_Problem statement_
Please answer these questions from the article on the NFL Draft and residency selection:
(a) On what dates will the NFL Draft take place?
(b) Which university did Khalil Mack play for before the 2014 draft?
(c) What overall pick was Carson Wentz in 2016?

What can the NFL Draft teach us about residency selection?

The NFL Draft will take place April 25-27, 2019. Being selected to play football at the highest echelon of the sport is obviously very different than matching into a residency program. And yet, amidst the breathless analysis, hot takes, and bold predictions by talking heads on ESPN, I can’t help thinking about residency selection.

See, in selecting players for the draft, NFL teams must overcome many of the same challenges that residency programs face.

Each team has only a few draft picks. To fill each slot, they may have to evaluate hundreds of candidates.

Teams want to draft the best possible talent – but they also have specific needs and priorities. Some teams want to find a wide receiver with breakaway speed; others, a pass-rushing defensive lineman. A ‘good draft’ looks different for each team.
Players want to be selected highly in the draft, because the higher a player is drafted, the higher his salary. (I would argue that the student competition for “top” residency programs and selective disciplines is driven by similar forces.)

Because each NFL team has a limited number of draft picks, the cost of a bad pick is high. Similarly, matching one bad resident puts a drag on the entire program; matching a few bad residents can put the entire program in jeopardy.

Team executives who draft poorly don’t last long – just like program directors who have a poor Match.
And finally, just like residents, potential NFL players come from a variety of different backgrounds – which often prevents direct comparison and makes identifying the best talent difficult.

This last point is especially salient to the #USMLEPassFail debate.

As I’ve discussed in the past, one of the most persistent objections to changing Step 1 to pass/fail is the concern that it will disadvantage talented students from ‘lower tier’ medical schools. Many of these students feel that a high Step 1 score is the only way that they can distinguish themselves to residency programs.

I’m skeptical that a scored Step 1 benefits students from ‘lower tier’ medical schools and international medical graduates (IMGs) as much as these groups often seem to believe. (Students from the most prestigious medical schools do very well on Step 1 – and if you look at the data without any preconceived notions, you might actually conclude that Step 1 scores are one of the most important factors maintaining the hierarchy in residency selection.)

But for today, let’s take this objection at face value – because it raises a number of bigger questions about the metrics we use to choose residents. Inspired by the maelstrom of football talent evaluation this week, let’s find out – what can we learn from the NFL Draft?

1) Do we need a single objective metric?

Defenders of a scored USMLE point out that Step 1 is the only objective metric with which to compare candidates from a variety of backgrounds.

How do NFL teams overcome this? While the colleges that produce the most NFL players are the ones you’d expect, even a casual NFL fan knows that some of the best players came from less-than-prestigious college backgrounds.

All Pro linebacker Khalil Mack was selected 5th overall in the 2014 draft after playing for the University of Buffalo – not exactly a hotbed of football talent. Hall of Famer Ben Roethlisberger was the Steelers’ first round draft selection in 2004 after playing for Miami University (no, not that one… the one in Ohio). Eagles QB Carson Wentz – the #2 pick in 2016 – played for perennial powerhouse North Dakota State.

NFL players don’t have to be licensed – so unfortunately, there’s no such thing as the NFLLE Step 1. Otherwise, drafting players would be a lot easier, because NFL executives could just use the player’s performance on a single test on a single day, compute a single three digit number that would predict the player’s entire playing career, and then take the rest of the day off. Right?

_Information shown_

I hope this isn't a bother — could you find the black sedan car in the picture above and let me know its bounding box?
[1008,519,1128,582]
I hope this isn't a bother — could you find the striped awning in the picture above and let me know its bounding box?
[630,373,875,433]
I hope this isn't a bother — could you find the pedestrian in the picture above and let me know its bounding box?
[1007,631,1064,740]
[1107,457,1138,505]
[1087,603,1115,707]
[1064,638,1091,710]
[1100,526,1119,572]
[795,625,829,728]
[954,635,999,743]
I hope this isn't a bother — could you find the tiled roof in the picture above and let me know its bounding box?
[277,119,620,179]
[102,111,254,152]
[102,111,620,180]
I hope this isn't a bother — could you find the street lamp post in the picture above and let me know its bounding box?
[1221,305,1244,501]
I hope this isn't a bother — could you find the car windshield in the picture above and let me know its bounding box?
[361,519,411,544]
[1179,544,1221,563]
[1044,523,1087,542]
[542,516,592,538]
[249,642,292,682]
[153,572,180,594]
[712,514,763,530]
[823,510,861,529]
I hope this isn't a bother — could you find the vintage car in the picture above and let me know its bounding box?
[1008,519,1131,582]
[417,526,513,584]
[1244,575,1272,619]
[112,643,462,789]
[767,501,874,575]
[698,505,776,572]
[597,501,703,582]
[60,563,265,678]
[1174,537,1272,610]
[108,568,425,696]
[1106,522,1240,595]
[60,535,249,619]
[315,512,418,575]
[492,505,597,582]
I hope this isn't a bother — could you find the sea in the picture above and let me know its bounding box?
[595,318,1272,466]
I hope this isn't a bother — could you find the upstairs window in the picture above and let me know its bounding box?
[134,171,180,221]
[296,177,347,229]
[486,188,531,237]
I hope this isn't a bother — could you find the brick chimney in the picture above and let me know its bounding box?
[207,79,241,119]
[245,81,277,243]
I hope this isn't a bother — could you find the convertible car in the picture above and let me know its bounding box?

_Exercise answer_
(a) April 25-27, 2019
(b) The University of Buffalo
(c) The #2 pick